**Problem to solve:** Please answer from the Obamacare excerpt below: what cost did the CBO give for Obamacare when the Senate passed the bill?

**Selected excerpt:**
<<<<

Other than giving the electorate a choice between its namesake and primary champion, and a guy who promised to repeal it, sure.

The "numbers" you liberals/progressives/Democrats spew is all spin. You really should have read the article.

So, why do Americans reject Obamacare? In large part, it’s because they knew from the start that almost nothing they were being told about it was true. And time has borne out their good instincts.

Obama and his Democratic allies manipulated the Congressional Budget Office scoring process and announced to the American people that Obamacare would cost less than $1 trillion over a decade. At the time the Senate passed the bill, the CBO said Obamacare would cost $871 billion. At the time of the House vote, it said it would cost $938 billion. This February, it said it would cost $2 trillion.

Using that same CBO process, Obama and his Democratic allies told the public that a 2,700-page legislative effort to provide taxpayer-subsidized insurance for tens of millions of uninsured people would—presto!—reduce federal deficits. At the time of the Senate vote, the CBO said Obamacare would reduce deficits by $132 billion. The CBO hasn’t updated that figure since the summer of 2012, but a new analysis by Senate Budget Committee staff, using new CBO projections for things like Obamacare’s effect on labor markets, now finds that Obamacare will increase deficits by $131 billion.

Obama and his Democratic allies told Americans that Obamacare’s subsidies wouldn’t fund abortion. The Government Accountability Office now says that more than 1,000 Obamacare plans cover abortion-on-demand. In five states, every Obamacare plan covers abortion-on-demand.

Obama and his Democratic allies said, “If you like your health care plan, you’ll be able to keep your health care plan, period. No one will take it away, no matter what.” Since then, Obamacare has taken away millions of people’s health plans.

Obama and his Democratic allies said, “If you like your doctor, you will be able to keep your doctor, period.” But of the millions who lost their plans, many have lost their doctors as well—and Obamacare’s doctor networks are notoriously narrow.

>>>>

**Listed entries:**
<<<<

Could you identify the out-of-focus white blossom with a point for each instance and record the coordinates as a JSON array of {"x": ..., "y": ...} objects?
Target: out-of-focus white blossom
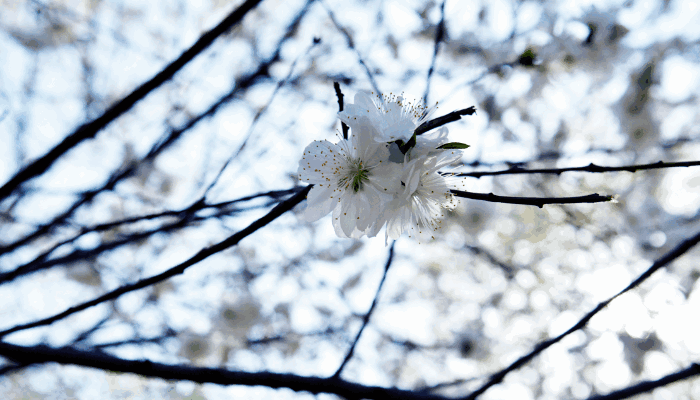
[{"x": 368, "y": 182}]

>>>>
<<<<

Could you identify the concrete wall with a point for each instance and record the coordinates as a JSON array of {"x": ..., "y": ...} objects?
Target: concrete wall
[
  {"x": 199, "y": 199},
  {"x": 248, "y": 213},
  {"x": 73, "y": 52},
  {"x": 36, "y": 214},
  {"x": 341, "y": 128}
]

>>>>

**Problem solution:** $871 billion